O significado constitutivo do signo educação, ou seja, as ideias, as abstrações e os esquemas conceituais que são mobilizados mediante o significante de que já falamos, estão vinculadas à noção de apropriação do conhecimento, com uma série de desdobramentos, desde o caráter propriamente gnosiológico até o político. A apropriação de conhecimentos é um requisito fundamental à constituição do homem moderno, à ascensão social, à participação política, enfim, ao desenvolvimento local, regional, nacional e global. Significados! Enquanto no significante está impresso o movimento do êxodo, o significado agrega o momento de ruptura, de esforço, de cegueira momentânea, de ofuscamento, de redirecionamento do olhar para o objeto real, enfim, de tomada de consciência da distinção entre o objeto e sua projeção, entre o que é real e o que é sua representação. Uma série de significados pode ser atribuída ao signo educação: condução para a tomada de consciência da realidade; capacidade de distinguir o real da ilusão e condução do ser para os objetos reais. Grande parte desses significados pressupõe um movimento de exteriorização e desloca o indivíduo de seu isolamento subjetivo.

O ângulo sígnico correspondente ao elemento referente está correlacionado ao acontecimento histórico, concreto e sociocultural do signo educação. Embora exista uma relação sígnica entre seu significante e seu significado, discutir sobre a dimensão referencial desse signo pressupõe uma incursão no próprio fenômeno educativo. Ou seja, seu acontecimento situado no âmbito da relação humana, que carrega uma historicidade, uma politicidade e uma intencionalidade individual e social.

Cambi (1999) situa bem o fenômeno educacional no âmbito da história, no mundo antigo, na época medieval, na época moderna como também na época contemporânea. Esse referente, no mundo antigo, caracterizou-se pela cultura helenística, pela noção de paideia, pela formação como contato direto com o mundo (condução para o lado de fora da caverna, redirecionamento do olhar para os objetos reais e distinção de suas representações/sombras e reverbs).
_ _ _ _ _ _ _
* [DESCRIÇÃO DO PROBLEMA]: Segundo o texto sobre o signo educação, em quais épocas Cambi (1999) situa o fenômeno educacional? Os registros não têm nenhum papel nesta atividade.

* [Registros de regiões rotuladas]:
_ _ _ _ _ _ _
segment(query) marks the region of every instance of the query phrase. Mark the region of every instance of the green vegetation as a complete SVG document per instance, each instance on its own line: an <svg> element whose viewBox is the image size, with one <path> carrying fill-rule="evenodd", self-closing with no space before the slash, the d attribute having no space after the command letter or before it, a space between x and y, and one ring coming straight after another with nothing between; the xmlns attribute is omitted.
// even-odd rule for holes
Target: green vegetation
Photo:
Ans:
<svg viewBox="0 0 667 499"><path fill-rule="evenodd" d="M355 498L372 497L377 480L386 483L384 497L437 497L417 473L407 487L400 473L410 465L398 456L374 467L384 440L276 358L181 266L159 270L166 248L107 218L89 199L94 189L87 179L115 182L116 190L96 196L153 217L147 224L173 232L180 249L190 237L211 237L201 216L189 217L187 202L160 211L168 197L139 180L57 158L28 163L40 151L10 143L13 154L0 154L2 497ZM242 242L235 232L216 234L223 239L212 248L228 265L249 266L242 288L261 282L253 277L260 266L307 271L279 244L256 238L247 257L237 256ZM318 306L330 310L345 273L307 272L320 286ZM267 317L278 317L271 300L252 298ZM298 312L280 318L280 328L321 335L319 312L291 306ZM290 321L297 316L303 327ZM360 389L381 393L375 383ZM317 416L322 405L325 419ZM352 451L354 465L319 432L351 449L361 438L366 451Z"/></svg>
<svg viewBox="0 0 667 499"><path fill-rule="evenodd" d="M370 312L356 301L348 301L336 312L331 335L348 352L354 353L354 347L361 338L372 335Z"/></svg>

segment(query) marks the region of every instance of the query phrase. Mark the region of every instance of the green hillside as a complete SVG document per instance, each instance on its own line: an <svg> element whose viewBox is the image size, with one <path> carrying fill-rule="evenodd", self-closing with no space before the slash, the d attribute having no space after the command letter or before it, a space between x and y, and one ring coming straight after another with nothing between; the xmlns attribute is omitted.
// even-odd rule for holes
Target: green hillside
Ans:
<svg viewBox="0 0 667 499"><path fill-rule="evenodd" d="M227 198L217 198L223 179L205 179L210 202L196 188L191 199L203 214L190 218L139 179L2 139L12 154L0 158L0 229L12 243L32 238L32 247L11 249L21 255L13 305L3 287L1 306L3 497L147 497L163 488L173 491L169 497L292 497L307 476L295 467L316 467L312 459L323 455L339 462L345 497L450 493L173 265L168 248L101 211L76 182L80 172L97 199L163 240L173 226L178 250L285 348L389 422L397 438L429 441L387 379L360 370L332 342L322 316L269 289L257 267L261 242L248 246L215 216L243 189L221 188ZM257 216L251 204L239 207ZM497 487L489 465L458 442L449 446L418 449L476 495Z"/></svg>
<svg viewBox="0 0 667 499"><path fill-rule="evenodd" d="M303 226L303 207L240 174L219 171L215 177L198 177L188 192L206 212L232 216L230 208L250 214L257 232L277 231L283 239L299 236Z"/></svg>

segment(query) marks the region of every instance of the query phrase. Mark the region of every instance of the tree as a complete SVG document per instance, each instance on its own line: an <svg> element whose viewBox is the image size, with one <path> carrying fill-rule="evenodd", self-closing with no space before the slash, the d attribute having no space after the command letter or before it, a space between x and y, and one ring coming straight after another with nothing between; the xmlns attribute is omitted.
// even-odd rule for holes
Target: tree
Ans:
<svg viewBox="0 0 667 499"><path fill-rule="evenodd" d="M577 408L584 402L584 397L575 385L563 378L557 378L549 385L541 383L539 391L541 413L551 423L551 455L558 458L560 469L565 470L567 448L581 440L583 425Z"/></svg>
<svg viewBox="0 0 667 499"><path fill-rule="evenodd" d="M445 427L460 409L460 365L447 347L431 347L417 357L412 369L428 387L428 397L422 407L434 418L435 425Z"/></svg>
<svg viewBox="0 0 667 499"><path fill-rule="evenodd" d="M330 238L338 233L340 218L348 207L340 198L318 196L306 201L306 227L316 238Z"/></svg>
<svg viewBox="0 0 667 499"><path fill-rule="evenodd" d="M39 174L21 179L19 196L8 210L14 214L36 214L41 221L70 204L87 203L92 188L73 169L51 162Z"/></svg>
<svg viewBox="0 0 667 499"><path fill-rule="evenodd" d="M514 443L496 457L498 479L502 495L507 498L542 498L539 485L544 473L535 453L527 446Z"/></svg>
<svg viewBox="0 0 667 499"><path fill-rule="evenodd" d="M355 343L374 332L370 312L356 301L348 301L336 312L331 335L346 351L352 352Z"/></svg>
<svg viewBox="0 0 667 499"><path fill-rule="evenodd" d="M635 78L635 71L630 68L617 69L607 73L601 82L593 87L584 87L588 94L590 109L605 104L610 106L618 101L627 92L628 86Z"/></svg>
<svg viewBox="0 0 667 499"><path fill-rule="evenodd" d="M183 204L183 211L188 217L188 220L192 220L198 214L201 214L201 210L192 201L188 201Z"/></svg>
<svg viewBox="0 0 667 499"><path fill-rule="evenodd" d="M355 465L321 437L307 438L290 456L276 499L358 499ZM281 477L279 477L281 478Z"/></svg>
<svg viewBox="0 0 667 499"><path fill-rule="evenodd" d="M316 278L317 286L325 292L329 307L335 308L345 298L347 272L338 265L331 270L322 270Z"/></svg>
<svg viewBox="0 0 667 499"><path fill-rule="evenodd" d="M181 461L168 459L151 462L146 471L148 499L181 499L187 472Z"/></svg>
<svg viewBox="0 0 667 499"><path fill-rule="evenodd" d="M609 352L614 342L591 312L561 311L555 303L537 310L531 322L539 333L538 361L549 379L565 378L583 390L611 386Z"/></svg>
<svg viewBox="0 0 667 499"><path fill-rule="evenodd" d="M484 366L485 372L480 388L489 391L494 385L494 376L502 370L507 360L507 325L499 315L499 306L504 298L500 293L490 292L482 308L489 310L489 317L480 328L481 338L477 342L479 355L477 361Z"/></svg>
_ _ _ _ _ _ _
* [RESULTADO DO EXERCÍCIO]: No mundo antigo, na época medieval, na época moderna e na época contemporânea.